_WRITTEN EXERCISE_
Write out, word for word, only the lines from the one containing "Query: rocky cliff" through the final line of the data.

_EXERCISE INPUTS_
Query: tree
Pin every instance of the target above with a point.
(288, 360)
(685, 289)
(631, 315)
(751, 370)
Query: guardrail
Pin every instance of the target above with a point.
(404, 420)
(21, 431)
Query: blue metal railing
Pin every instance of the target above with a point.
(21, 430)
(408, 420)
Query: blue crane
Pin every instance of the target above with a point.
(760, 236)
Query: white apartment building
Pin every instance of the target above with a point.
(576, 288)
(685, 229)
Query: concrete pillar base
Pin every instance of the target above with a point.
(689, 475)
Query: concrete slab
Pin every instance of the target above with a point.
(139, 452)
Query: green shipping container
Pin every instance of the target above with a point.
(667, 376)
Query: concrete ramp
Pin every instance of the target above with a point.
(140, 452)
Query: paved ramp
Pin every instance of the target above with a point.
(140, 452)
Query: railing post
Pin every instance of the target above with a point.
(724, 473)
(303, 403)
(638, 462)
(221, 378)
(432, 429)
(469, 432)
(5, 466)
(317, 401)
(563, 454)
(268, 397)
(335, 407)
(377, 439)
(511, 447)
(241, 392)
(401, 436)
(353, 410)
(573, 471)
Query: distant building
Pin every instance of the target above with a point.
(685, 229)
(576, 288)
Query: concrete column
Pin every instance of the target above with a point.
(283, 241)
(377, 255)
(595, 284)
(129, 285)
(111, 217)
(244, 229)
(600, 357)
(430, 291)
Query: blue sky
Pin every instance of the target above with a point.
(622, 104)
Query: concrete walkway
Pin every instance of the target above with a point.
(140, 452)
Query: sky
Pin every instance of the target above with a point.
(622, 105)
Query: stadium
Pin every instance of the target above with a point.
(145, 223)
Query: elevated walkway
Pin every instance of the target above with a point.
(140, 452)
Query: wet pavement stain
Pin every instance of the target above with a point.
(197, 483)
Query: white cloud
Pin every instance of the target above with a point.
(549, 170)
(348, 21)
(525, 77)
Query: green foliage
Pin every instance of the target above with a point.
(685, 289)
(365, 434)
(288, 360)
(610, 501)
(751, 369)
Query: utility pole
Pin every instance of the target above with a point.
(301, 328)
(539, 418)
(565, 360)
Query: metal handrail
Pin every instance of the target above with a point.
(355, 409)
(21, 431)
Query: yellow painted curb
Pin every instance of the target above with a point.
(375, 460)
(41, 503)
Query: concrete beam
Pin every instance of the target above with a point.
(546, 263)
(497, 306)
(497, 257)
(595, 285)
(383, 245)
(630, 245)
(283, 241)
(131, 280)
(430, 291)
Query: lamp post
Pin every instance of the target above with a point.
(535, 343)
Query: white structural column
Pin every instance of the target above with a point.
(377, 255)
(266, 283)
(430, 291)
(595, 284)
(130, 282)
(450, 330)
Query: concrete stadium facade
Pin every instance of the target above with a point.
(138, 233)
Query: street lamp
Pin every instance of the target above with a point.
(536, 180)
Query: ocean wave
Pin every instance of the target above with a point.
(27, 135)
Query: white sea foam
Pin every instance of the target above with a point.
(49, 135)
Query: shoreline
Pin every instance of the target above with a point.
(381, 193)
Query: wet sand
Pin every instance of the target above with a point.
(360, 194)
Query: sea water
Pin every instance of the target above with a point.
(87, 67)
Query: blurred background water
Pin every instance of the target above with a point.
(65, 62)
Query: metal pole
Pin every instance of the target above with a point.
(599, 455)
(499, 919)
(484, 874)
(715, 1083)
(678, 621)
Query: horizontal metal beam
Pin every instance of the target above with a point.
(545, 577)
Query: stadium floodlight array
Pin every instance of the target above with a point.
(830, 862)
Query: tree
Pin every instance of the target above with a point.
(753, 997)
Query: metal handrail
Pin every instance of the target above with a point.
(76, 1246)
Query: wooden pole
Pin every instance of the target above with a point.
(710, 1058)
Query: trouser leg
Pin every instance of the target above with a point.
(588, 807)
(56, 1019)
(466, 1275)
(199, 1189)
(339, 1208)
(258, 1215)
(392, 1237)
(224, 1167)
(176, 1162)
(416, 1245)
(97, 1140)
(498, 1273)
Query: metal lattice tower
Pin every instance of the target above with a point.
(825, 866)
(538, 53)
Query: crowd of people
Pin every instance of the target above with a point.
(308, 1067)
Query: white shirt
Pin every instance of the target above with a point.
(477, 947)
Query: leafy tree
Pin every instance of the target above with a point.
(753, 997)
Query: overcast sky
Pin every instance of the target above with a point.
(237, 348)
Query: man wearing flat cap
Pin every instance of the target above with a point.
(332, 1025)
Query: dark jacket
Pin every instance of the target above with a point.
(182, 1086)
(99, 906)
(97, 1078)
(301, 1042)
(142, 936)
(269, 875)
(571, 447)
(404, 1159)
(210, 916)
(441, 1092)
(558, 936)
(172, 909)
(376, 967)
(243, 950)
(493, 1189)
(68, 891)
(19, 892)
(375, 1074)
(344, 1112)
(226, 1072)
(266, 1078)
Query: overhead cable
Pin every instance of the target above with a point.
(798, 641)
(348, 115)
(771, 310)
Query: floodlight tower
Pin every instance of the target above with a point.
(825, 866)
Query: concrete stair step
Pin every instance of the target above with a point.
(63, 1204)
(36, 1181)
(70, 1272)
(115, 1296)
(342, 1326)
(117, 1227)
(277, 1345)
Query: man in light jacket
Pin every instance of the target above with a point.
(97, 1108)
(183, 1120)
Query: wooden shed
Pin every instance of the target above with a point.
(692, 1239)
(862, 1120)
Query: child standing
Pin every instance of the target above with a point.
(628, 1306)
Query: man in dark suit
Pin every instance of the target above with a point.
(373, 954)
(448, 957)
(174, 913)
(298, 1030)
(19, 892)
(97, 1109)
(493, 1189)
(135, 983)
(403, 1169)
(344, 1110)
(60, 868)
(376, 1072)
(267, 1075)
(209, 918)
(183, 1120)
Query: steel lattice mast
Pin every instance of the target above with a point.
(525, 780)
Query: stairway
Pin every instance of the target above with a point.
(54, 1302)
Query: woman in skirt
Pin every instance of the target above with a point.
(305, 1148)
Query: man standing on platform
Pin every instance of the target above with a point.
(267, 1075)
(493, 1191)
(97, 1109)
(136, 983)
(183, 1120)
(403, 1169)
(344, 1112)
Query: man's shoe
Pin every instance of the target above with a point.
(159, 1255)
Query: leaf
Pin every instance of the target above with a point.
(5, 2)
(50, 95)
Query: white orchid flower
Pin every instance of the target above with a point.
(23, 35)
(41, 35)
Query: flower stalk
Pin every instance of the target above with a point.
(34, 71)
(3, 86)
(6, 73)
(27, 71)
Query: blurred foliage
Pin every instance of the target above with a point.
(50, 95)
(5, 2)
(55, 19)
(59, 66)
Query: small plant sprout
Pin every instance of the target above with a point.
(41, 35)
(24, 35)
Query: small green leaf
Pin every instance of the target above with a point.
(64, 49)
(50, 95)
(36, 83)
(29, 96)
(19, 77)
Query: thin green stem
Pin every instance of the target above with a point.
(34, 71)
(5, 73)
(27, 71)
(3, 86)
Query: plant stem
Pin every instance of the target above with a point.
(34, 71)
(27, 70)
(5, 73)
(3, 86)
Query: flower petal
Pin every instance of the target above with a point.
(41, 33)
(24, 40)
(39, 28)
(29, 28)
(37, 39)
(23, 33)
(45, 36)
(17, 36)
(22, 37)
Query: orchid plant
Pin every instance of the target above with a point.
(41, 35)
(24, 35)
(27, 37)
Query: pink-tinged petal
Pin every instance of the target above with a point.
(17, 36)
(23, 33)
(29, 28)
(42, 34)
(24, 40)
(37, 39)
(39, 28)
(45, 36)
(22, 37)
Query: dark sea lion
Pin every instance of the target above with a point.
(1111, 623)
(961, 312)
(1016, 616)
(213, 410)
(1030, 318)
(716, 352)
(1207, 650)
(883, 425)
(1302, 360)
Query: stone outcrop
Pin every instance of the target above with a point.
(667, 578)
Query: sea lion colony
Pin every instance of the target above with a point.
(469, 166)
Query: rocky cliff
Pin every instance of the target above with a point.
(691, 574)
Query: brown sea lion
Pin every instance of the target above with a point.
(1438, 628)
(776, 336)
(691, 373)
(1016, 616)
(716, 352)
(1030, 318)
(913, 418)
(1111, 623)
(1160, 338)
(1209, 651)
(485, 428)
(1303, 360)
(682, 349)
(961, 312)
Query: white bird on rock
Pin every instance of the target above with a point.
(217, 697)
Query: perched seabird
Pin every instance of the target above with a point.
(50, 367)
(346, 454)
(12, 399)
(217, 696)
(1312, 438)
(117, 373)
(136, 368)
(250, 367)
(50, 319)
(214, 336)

_ANSWER TO THE PROBLEM_
Query: rocky cliff
Pin every instance of the target above with a point.
(691, 574)
Query: brown sea lion
Pin every instance of the target above with a point.
(1438, 628)
(776, 336)
(691, 373)
(1016, 616)
(716, 352)
(1030, 318)
(913, 418)
(1111, 623)
(1160, 338)
(1209, 651)
(485, 428)
(1303, 360)
(682, 349)
(961, 312)
Query: white bird on rock
Pin every instance of the target above with a point.
(217, 697)
Query: perched seabird
Pin every instance of the target above with a point.
(50, 367)
(346, 454)
(12, 399)
(217, 696)
(1312, 438)
(117, 373)
(136, 368)
(250, 367)
(50, 319)
(214, 336)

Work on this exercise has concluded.